### Problem description
Show all lines from the records below in which the string "plant" is present.

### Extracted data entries
━━━━━━━━━━━━━━━━━━━━━━━━━━━━━━
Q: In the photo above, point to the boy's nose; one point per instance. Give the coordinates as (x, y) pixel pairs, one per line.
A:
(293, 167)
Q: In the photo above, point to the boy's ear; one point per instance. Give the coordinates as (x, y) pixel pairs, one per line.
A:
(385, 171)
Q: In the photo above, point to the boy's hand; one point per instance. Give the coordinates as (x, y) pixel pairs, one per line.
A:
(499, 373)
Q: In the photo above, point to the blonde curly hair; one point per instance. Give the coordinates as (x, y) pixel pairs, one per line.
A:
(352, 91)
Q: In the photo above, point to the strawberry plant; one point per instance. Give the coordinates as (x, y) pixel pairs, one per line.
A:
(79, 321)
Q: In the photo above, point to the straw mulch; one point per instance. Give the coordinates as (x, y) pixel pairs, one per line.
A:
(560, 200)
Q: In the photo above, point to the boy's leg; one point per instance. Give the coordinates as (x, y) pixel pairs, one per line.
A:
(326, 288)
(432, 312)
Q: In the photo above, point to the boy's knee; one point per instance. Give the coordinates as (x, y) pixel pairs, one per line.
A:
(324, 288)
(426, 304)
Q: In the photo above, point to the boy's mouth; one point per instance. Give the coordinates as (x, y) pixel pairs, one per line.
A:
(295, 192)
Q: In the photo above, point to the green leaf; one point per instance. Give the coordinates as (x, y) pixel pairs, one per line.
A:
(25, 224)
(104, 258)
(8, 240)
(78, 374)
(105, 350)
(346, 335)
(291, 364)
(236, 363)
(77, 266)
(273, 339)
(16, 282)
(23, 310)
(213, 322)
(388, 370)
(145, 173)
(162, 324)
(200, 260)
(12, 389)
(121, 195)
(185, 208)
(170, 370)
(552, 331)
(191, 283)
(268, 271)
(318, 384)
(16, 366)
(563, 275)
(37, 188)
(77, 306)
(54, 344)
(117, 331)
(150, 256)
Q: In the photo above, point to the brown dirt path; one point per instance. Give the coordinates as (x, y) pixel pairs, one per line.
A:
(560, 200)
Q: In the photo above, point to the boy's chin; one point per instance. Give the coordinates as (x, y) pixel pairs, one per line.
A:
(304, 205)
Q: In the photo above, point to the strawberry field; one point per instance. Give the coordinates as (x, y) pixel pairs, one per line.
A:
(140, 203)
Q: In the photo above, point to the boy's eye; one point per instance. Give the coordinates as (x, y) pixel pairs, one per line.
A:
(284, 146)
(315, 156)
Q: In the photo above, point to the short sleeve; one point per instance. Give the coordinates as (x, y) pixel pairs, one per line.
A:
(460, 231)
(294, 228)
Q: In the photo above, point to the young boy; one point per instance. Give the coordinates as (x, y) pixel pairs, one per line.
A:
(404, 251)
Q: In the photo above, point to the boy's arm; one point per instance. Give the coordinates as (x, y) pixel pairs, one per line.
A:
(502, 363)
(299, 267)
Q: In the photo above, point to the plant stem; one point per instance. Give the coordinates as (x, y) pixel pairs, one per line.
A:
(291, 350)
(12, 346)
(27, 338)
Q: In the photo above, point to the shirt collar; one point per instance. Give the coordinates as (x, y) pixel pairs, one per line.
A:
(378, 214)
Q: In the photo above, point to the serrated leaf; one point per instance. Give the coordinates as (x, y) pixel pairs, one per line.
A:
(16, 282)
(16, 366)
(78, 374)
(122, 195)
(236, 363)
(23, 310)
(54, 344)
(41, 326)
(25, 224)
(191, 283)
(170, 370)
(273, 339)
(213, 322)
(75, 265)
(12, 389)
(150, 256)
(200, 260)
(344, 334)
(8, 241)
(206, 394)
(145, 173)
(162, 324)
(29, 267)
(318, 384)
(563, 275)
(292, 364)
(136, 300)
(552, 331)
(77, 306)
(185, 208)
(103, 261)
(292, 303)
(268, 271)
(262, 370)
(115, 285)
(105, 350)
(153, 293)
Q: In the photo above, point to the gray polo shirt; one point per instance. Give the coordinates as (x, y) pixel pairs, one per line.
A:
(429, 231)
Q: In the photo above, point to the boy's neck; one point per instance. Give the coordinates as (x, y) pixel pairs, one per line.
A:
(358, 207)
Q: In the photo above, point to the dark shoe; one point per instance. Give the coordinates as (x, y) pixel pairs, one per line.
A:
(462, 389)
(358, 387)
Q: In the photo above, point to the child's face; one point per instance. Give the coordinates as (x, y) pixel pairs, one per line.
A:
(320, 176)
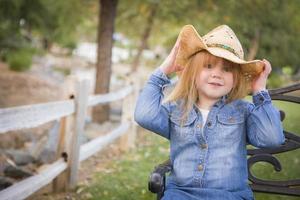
━━━━━━━━━━━━━━━━━━━━━━━━━━━━━━
### Reply
Q: In the photo above, point to the strawberry plant; one point per instance. Give the coordinates as (x, y) pixel pairs, one per line.
Q: In the photo above, point to the plant stem; one point per instance. Give the coordinates as (x, y) pixel pairs, one per line.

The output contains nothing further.